▶ [Written problem]
Copy every entry word for word, but skip the pictures.

=== Data shown ===

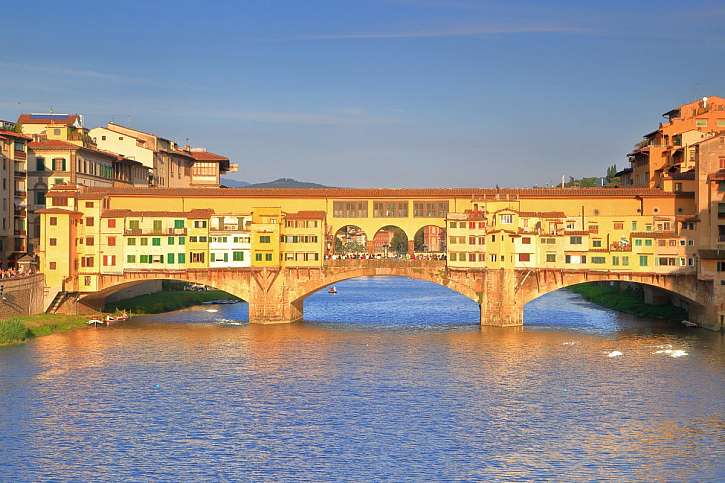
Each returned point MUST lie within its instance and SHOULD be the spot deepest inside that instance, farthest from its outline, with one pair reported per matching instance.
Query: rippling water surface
(388, 379)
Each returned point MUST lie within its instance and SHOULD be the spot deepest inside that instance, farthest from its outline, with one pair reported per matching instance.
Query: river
(390, 379)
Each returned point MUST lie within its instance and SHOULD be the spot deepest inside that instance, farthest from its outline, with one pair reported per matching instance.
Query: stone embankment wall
(21, 296)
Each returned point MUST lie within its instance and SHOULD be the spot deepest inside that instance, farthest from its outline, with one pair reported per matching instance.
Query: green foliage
(166, 301)
(13, 331)
(399, 243)
(629, 301)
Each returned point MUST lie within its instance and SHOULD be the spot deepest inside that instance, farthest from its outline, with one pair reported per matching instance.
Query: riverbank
(629, 301)
(16, 330)
(166, 301)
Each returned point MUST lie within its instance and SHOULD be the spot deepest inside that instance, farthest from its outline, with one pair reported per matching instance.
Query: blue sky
(373, 93)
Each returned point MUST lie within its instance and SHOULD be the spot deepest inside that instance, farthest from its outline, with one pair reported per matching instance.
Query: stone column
(500, 306)
(271, 301)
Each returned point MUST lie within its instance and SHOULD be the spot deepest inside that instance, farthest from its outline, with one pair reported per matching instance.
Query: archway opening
(390, 242)
(350, 240)
(390, 302)
(170, 300)
(430, 241)
(608, 307)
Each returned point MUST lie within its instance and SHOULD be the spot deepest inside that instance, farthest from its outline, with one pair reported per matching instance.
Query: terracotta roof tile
(306, 215)
(66, 120)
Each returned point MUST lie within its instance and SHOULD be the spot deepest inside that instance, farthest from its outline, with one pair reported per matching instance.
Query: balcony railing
(162, 232)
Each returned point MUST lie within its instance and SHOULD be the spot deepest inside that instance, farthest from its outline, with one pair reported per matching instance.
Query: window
(204, 169)
(350, 209)
(430, 209)
(390, 209)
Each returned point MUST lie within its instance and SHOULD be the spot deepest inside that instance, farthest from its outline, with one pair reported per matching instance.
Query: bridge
(277, 295)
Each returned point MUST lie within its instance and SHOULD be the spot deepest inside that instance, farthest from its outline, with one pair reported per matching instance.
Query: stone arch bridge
(277, 295)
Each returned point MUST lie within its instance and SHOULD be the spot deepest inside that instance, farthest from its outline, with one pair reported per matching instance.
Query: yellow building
(265, 231)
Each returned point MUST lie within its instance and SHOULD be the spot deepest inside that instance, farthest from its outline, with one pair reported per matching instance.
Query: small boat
(112, 319)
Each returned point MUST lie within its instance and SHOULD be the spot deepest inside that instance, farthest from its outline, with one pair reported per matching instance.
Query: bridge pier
(500, 307)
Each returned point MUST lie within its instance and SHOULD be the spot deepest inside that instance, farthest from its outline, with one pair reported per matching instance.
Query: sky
(363, 93)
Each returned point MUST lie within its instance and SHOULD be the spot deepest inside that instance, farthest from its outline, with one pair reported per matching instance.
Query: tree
(419, 241)
(399, 243)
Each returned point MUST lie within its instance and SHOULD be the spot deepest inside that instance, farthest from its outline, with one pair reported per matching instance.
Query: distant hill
(234, 183)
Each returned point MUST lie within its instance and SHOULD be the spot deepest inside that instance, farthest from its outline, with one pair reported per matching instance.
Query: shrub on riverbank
(166, 301)
(25, 327)
(629, 300)
(13, 331)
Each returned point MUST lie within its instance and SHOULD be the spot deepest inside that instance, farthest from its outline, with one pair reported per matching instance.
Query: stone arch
(698, 294)
(350, 239)
(387, 240)
(430, 239)
(429, 271)
(232, 281)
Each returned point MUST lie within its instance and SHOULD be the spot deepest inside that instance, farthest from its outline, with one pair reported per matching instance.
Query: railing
(385, 263)
(162, 232)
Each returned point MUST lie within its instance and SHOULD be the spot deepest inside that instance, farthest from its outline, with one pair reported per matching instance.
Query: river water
(389, 379)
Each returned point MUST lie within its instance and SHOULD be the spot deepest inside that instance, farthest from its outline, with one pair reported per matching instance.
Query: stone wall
(22, 296)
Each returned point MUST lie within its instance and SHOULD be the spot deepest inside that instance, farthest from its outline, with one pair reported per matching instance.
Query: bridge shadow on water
(400, 303)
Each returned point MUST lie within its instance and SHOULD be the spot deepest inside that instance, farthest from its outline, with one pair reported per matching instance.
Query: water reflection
(354, 395)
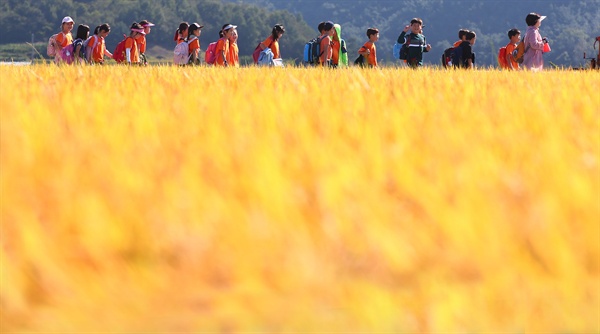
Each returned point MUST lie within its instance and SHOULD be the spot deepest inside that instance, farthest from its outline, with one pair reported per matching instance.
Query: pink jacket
(533, 58)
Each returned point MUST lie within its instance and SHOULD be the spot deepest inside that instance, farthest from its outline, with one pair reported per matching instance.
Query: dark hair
(320, 26)
(513, 32)
(193, 27)
(83, 32)
(532, 19)
(372, 31)
(104, 27)
(470, 35)
(183, 26)
(278, 28)
(416, 20)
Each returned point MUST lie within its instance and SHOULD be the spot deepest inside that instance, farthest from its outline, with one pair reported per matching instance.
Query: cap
(146, 23)
(196, 26)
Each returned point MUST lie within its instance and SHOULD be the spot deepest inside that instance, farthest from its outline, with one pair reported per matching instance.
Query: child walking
(327, 31)
(340, 51)
(141, 40)
(96, 47)
(463, 56)
(534, 43)
(132, 52)
(194, 43)
(63, 38)
(416, 41)
(222, 47)
(233, 57)
(514, 35)
(83, 31)
(368, 50)
(272, 41)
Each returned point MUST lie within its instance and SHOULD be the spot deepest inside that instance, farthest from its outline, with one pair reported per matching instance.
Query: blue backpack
(312, 51)
(265, 58)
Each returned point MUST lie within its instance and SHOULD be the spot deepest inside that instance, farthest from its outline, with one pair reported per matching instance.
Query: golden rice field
(201, 200)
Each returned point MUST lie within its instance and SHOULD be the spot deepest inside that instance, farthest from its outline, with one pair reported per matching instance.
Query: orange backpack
(502, 57)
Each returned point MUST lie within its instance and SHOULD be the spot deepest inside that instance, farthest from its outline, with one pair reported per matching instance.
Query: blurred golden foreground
(168, 199)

===

▶ [Response to the task]
Each returned point MUST lie within its instance and SHOULD be the spot deepest inside that instance, farthest from its outline, with one pair reported per matching instance.
Query: rippling water surface
(388, 379)
Each returned point MUST lie within its instance and SHOULD be the spot deepest inside that instance, farthest from its outline, with one pair reported per matching instance.
Query: river
(390, 379)
Each returned point MUST lie within its instance and SHOULD be the spot deepest inside that instance, farthest from its outline, with one pair reported per matching instance.
Query: stone embankment wall
(21, 296)
Each returned point MUST lie within its instance and SHOULD be the spot deepest inside that instance, farthest from its outline, with one pair reported per matching instance.
Query: green foliage
(166, 301)
(13, 331)
(399, 243)
(629, 301)
Each returned point MUST lie within its instance and SHOULD be the spot deepest inside that instance, farthest from its outline, with one pair reported per matching instance.
Query: riverbank
(629, 301)
(16, 330)
(166, 301)
Each returned point MUST lie within its instance and SHOULD be the spot deepest inside that instance, farthest from its outline, with one pair reported per matching instance.
Query: blue sky
(373, 93)
Each returned point MUST lie within its instance and SHOULD be the spot deepest inside that instance, farthest from its outline, with one pair reported per matching instance.
Query: stone column
(500, 306)
(271, 301)
Each returned point MUST lie within its instance and SHOULD be the spot deepest inside that instance, farthest from its outline, with one pair reported per matching instance.
Query: archway opening
(390, 242)
(350, 240)
(390, 302)
(170, 300)
(430, 241)
(608, 307)
Each returned point MUST lie within its instance and SHOULD be the spot deepest inside that instance, farthest from its outline, with one pair reported per matching instance.
Query: terracotta roof tile
(306, 215)
(66, 120)
Each returned point MUST lie within its instance and SHOULD be the spot deepest inside that instance, farthest from its outline, with one pair reported per matching instance.
Query: balcony railing
(162, 232)
Each returned point MUST lie within its instance and SHOULD be the spot deepest inside that instance, farthest from its outline, with one pair reported per matching instance.
Query: window
(204, 169)
(350, 209)
(430, 209)
(390, 209)
Each returned point MUST lie within its instance and SHOULD be the spot deepest inside that instance, farthest from its outline, with one pair reported per matching instance.
Query: bridge
(277, 295)
Each returned point MUST lie within its instance and SHOULD be the spot deepest inside that instance, farthest from its outline, with one pair reported per matching instance.
Query: stone arch bridge
(277, 295)
Each returned point MUST lie within its instance and SHOULD be the spot deepest inside that instance, farthest from its outline, with one pair reported per matching instance.
Query: yellow building
(265, 231)
Each returned point MUST lie within its instance and SHOULD be the spot deepest inside that instance, farthest from its outline, with one pair reported per matching instance.
Query: small boat
(112, 319)
Each returned point MUST lie within its instance and SHOULD be the spot deepest inside that instance, farthest from its outline, with one pair reported per matching instance.
Query: bridge pier
(500, 307)
Each returned point MUST lie within its instance and SHOULD be the spot deepest inside that instance, farthest from its outline, with one pair reported per matching instance.
Query: sky
(363, 93)
Each returned point MUST lie within its instance and SHOULD be the spot deepest inside that instance, farthest from its outline, with one pair reported per matching instance.
Query: tree
(419, 241)
(399, 243)
Each returned point MUST lie within its instance and SHOULD be the spot deepest inside that instance, farthest from its outline, with one pair reported per matching instance.
Query: distant hill
(234, 183)
Each returned point MUST lie within its instance and SHOULD be the spot deepest inside that instance, farthest from its outline, with one pair reported per matching instance.
Query: shrub on riverbank
(166, 301)
(25, 327)
(629, 300)
(13, 331)
Each returned point MUST lie within its instance and SHOULD be the spot deepest inside that instance, farthest from its outline, with one pair reported per matching instance.
Query: stone arch
(698, 294)
(350, 239)
(387, 240)
(430, 239)
(429, 271)
(232, 281)
Each returned point MUST lie within its instance and SHOULD be the spot deepest inside that instance, farthest from its outline, with one pair reported per matching instance.
Query: railing
(385, 263)
(162, 232)
Each returned point MUST lie within its instance and SHOULD be the spot deepest inside that instance, farthest from its outline, with one pair reported per matching instance.
Query: river water
(389, 379)
Each returned point MUST lie within its instance and SHOULD be the spot deepest inside that instance, farthest from its outline, with one pair reported per matching instance.
Query: stone wall
(22, 296)
Each returned point MUST lie within its instance and SHOULD be the spot deepest inside that instance, farthest from its outline, with one pair reported per matching instance.
Query: bridge shadow on water
(400, 303)
Each returned point MUST lie within its instance and SHOULD be the spot deepest inside that instance, farthest from its outline, with one pair reported per matching instance.
Query: water reflection
(354, 395)
Each returned point MUST lie within its instance and SHOULD be the spot deepest inside that instance, farthest from its outline, with one pair reported per matching instance.
Query: pink jacket
(533, 58)
Each returned point MUST lie within its instance and SHOULD be the spot deepest inside that instance, farthest from its outline, with one pair reported per matching instance.
Query: dark hair
(320, 26)
(513, 32)
(193, 27)
(83, 32)
(532, 19)
(372, 31)
(104, 27)
(470, 35)
(183, 26)
(278, 28)
(416, 20)
Each returned point MUST lie within its instance and SHOULD be the spot deepest inside that instance, farthest from its outline, with one pair reported per matching instance.
Query: cap
(146, 23)
(196, 26)
Each returned point MUST lie within its instance and SHOULD be the spot deepest inside that instance, farthest from its outline, with one pair reported per matching instance.
Query: child walking
(327, 31)
(340, 51)
(141, 40)
(96, 47)
(463, 56)
(534, 43)
(132, 52)
(194, 43)
(63, 38)
(416, 41)
(222, 47)
(233, 57)
(514, 35)
(83, 31)
(368, 50)
(272, 41)
Each returned point MUST lie within its instance and SHOULD be the spot deepest inside that instance, farthest from its outline, with one pair reported per matching instance.
Query: blue backpack
(312, 51)
(265, 58)
Each returned point MUST lie within its instance and SHOULD be the spot deepest inside that instance, farthest from its outline, with one pair reported per matching instance.
Query: golden rice field
(201, 200)
Each returned point MUST lie within its instance and SHOULD be the spot deepest inside that instance, farthest from its outline, with one pair reported per matching instance.
Query: orange backpack
(502, 57)
Each returned point MUST lie within its instance and SHOULD be the spot deepest inside that instance, farthest from its outline, with one pair reported per matching instance.
Query: blurred golden foreground
(168, 199)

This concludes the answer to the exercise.